■ What is being asked ■
Both ends included, set down the lines from the line containing "the black glasses" through the last line of the records below, without pictures.

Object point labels
^^^^^^^^

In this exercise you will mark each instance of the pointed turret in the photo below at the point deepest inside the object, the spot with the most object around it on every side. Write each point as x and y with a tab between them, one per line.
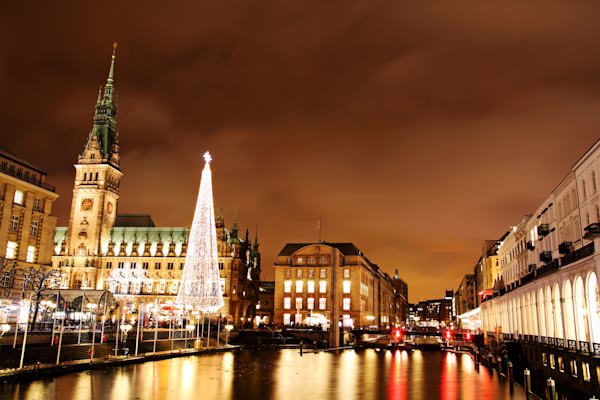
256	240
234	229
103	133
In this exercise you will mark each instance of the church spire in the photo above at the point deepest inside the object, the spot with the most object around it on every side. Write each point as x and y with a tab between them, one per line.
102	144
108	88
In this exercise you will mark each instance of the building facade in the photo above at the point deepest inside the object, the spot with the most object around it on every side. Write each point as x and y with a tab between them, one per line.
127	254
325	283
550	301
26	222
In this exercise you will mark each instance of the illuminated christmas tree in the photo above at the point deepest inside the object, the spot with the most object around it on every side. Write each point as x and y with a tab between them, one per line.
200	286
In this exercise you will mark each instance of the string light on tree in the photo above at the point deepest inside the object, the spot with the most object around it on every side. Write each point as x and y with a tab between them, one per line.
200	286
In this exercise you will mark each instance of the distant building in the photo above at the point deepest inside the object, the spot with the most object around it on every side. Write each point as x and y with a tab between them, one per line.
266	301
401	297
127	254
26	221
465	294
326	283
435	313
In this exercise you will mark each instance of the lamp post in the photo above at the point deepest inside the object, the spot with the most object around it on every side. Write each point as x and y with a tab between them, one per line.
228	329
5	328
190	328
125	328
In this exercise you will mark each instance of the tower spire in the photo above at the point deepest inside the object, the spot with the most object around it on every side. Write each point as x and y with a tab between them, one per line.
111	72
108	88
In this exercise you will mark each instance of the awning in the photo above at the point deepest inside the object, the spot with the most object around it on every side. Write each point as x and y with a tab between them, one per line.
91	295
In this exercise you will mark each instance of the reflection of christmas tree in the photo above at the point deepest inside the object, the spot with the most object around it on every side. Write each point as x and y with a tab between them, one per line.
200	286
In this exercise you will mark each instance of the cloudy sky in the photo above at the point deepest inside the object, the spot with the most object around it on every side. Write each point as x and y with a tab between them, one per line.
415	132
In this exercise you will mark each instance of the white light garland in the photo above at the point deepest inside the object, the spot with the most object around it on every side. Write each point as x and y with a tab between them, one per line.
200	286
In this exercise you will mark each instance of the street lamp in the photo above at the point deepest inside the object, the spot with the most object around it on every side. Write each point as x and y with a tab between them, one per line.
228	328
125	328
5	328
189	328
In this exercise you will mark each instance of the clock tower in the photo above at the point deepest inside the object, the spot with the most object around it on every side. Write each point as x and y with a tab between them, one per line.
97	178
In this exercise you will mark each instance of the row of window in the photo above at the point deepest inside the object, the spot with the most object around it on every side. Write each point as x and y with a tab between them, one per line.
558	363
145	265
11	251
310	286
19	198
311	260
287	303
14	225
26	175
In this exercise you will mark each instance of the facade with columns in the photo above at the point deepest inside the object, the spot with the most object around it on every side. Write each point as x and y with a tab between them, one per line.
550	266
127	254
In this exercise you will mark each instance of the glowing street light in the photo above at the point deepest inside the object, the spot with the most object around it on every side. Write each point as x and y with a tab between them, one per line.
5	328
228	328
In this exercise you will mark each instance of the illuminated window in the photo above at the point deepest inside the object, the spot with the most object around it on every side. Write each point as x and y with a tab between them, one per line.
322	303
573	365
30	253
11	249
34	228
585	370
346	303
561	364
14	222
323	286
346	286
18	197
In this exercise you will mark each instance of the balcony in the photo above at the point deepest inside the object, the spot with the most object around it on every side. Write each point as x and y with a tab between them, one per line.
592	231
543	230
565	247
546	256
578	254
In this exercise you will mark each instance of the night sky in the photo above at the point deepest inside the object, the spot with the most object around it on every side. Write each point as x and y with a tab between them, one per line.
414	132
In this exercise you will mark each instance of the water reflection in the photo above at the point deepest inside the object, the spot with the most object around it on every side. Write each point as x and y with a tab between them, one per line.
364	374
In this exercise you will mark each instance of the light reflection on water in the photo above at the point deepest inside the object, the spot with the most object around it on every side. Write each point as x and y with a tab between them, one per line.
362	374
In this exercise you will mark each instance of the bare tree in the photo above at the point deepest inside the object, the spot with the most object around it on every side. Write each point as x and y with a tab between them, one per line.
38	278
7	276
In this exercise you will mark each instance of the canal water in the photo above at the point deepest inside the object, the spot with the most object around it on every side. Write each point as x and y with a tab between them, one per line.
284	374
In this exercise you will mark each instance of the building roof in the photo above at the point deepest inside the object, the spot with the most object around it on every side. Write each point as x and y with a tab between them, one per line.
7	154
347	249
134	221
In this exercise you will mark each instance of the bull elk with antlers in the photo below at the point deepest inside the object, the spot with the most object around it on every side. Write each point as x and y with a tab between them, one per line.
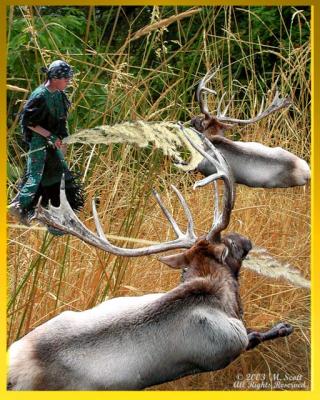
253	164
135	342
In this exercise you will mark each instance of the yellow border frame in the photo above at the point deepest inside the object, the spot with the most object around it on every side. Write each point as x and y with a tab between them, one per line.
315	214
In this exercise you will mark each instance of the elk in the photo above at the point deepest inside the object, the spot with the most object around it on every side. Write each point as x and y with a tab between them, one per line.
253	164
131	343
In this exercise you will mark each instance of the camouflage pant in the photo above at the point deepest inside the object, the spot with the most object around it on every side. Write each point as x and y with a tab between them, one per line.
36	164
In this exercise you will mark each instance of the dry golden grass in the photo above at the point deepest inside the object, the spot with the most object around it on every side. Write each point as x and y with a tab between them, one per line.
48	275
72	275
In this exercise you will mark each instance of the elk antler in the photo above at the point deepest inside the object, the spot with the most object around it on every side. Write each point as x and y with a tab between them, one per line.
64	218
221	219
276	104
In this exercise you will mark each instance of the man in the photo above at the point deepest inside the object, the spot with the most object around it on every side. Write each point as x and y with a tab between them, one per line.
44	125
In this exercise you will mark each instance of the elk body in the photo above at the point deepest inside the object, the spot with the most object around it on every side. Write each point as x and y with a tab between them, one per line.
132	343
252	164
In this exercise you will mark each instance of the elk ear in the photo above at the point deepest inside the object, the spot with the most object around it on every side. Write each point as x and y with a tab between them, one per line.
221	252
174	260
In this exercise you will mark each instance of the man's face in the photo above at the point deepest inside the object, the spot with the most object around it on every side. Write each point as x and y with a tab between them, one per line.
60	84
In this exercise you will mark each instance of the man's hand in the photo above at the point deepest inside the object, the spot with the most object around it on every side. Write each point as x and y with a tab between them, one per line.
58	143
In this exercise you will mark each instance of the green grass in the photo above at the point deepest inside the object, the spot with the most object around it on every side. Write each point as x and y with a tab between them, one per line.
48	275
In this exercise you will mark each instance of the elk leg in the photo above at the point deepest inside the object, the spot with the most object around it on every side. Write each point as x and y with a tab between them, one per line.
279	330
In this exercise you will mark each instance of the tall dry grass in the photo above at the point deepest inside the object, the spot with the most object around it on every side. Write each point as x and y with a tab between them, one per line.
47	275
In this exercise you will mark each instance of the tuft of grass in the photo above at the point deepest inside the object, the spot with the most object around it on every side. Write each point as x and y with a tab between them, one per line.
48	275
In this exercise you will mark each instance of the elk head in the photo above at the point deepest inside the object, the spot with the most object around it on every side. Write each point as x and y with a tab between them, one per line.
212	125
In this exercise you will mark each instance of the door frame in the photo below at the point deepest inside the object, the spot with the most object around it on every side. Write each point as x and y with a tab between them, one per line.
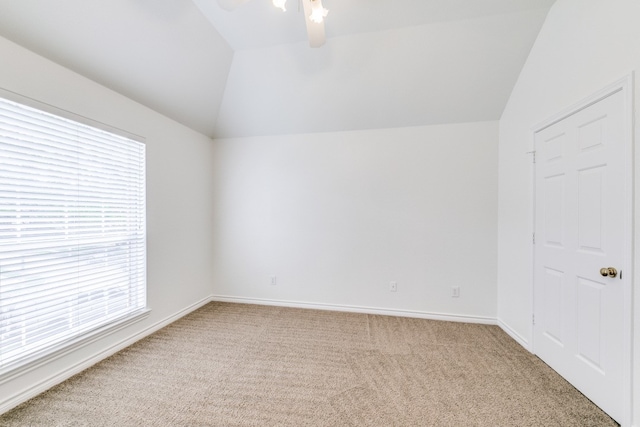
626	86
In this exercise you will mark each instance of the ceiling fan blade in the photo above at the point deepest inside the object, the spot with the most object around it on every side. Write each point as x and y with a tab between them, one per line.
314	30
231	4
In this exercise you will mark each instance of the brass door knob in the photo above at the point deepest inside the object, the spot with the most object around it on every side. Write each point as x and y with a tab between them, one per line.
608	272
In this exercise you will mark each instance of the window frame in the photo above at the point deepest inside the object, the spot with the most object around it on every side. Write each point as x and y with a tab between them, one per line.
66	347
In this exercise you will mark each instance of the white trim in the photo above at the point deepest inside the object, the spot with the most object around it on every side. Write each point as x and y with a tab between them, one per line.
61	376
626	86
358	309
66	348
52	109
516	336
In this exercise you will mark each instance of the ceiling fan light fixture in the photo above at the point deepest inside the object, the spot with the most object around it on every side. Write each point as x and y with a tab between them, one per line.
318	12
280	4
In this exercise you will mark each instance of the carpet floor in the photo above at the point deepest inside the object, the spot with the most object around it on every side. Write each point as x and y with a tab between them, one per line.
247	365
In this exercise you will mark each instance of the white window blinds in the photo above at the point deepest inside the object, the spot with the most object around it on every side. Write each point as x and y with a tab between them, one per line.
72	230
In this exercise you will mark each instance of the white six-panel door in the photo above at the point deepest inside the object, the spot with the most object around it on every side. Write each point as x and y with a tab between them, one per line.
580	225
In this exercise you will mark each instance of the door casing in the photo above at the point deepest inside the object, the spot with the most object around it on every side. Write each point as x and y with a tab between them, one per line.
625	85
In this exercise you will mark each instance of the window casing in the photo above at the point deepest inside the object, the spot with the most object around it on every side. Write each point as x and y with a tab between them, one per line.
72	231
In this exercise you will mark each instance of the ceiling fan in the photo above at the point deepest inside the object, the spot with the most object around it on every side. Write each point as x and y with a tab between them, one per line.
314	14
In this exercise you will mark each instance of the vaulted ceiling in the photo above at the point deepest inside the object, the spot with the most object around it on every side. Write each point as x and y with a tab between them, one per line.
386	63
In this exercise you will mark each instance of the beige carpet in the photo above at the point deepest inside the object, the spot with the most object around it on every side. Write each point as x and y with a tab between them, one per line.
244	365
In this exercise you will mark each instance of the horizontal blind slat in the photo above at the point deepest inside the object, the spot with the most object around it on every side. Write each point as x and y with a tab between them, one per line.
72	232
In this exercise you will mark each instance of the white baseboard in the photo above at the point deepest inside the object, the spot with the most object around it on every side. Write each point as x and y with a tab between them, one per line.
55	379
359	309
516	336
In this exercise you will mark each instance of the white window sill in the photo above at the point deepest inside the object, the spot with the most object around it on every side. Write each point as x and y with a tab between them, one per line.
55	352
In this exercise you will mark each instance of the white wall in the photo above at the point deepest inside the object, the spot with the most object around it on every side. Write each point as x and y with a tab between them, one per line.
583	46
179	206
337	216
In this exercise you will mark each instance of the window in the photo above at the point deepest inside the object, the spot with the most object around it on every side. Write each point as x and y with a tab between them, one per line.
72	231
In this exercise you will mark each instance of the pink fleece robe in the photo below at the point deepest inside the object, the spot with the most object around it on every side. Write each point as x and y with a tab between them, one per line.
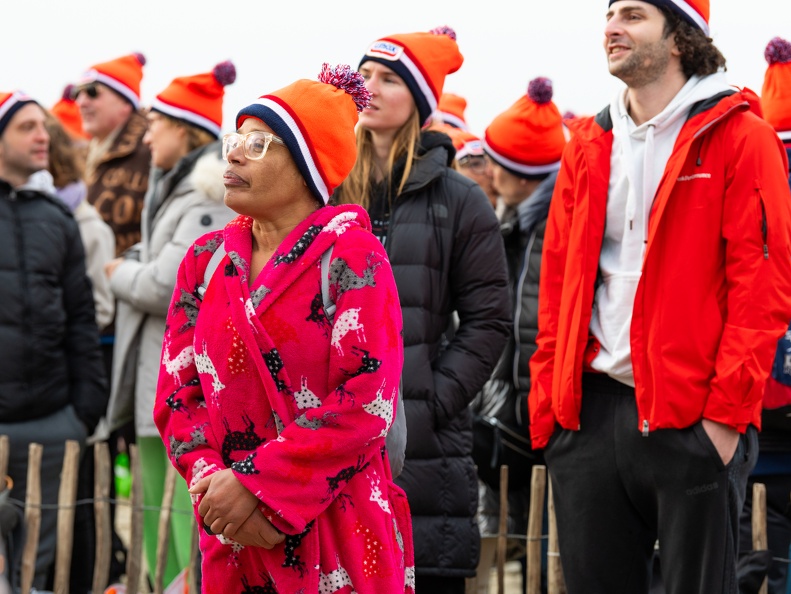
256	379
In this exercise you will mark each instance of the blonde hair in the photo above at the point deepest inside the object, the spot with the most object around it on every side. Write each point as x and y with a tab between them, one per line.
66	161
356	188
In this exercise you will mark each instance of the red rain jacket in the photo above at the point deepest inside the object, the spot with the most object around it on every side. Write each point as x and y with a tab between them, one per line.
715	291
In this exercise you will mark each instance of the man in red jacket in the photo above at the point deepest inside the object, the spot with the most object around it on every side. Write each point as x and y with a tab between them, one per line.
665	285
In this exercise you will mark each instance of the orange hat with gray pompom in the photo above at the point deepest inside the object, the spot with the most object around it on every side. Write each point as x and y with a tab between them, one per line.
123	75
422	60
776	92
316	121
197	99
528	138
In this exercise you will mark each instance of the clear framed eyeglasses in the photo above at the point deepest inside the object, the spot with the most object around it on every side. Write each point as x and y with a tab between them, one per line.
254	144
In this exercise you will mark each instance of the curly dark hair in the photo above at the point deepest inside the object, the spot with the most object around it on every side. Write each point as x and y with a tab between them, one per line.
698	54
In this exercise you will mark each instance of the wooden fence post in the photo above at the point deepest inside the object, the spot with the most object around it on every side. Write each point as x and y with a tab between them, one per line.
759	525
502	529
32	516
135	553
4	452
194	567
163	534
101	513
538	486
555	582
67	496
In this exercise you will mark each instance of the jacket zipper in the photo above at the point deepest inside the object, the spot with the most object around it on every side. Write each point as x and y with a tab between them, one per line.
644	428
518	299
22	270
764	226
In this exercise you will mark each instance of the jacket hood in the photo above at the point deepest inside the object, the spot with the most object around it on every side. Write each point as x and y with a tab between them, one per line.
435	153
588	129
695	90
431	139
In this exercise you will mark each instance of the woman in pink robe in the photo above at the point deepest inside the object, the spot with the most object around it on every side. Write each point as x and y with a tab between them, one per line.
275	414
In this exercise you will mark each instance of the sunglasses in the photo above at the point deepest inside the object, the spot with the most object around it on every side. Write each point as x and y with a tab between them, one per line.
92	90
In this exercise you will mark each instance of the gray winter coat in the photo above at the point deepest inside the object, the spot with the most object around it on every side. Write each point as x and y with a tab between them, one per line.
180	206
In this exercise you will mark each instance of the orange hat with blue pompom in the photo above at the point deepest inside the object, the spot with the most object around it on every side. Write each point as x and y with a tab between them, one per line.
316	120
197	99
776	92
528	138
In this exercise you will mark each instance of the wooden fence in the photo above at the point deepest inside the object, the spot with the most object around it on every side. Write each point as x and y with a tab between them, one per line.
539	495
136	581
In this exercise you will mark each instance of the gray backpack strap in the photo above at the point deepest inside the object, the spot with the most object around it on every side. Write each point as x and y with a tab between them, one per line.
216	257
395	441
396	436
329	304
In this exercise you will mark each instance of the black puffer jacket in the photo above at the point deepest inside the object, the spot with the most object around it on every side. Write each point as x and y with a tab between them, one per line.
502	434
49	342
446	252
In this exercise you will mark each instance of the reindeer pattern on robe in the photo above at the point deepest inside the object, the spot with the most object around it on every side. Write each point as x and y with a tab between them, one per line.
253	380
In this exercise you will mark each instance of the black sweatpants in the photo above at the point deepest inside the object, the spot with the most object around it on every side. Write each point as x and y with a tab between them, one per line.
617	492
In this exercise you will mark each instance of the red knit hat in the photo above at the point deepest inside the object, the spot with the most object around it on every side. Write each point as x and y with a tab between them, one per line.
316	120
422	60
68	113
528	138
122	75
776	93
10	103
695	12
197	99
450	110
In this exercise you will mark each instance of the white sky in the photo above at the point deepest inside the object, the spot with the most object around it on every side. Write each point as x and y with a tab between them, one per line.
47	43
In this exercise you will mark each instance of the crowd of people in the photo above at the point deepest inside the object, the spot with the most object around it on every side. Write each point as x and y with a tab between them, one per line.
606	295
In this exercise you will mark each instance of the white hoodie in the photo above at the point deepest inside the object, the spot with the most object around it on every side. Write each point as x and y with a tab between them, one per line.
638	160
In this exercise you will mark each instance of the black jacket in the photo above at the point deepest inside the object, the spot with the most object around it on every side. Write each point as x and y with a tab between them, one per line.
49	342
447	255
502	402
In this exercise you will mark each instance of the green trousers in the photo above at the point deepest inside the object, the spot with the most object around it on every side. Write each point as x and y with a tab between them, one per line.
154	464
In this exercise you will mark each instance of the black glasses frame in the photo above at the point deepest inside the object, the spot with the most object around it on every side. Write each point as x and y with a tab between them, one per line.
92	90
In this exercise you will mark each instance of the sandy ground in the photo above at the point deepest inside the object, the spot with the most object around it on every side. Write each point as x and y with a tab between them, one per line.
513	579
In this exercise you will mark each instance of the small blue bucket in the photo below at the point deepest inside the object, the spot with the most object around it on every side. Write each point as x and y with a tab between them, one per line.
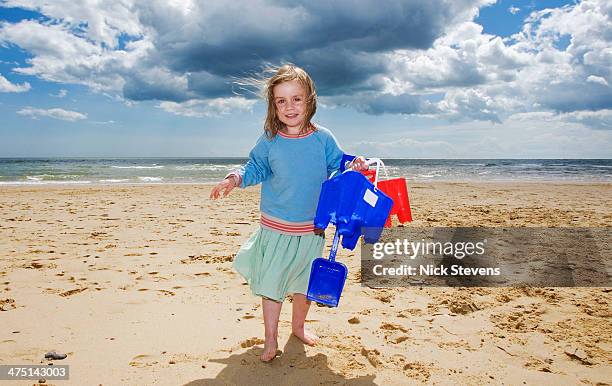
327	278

^^^^^^^^

■ Solution to this problem ■
In this exercise you will mark each instance of the black glasses frame in the photo above at the point deepest inside the object, the spot with the most object around it on every side. Write each point as x and y with a tab between them, one per line.
92	90
In this exercise you will mark each instance of the sandy ground in the photo above at the point deepest inside the object, the spot with the most object around it on every side. Write each point as x and y with a tab between them, one per line.
513	579
In this exercise you will mark each instance of the small blue bucket in the photo below at the point deepest inside the object, the spot with the most object around it on every side. Write each point as x and y with a tab between them, one per line.
327	278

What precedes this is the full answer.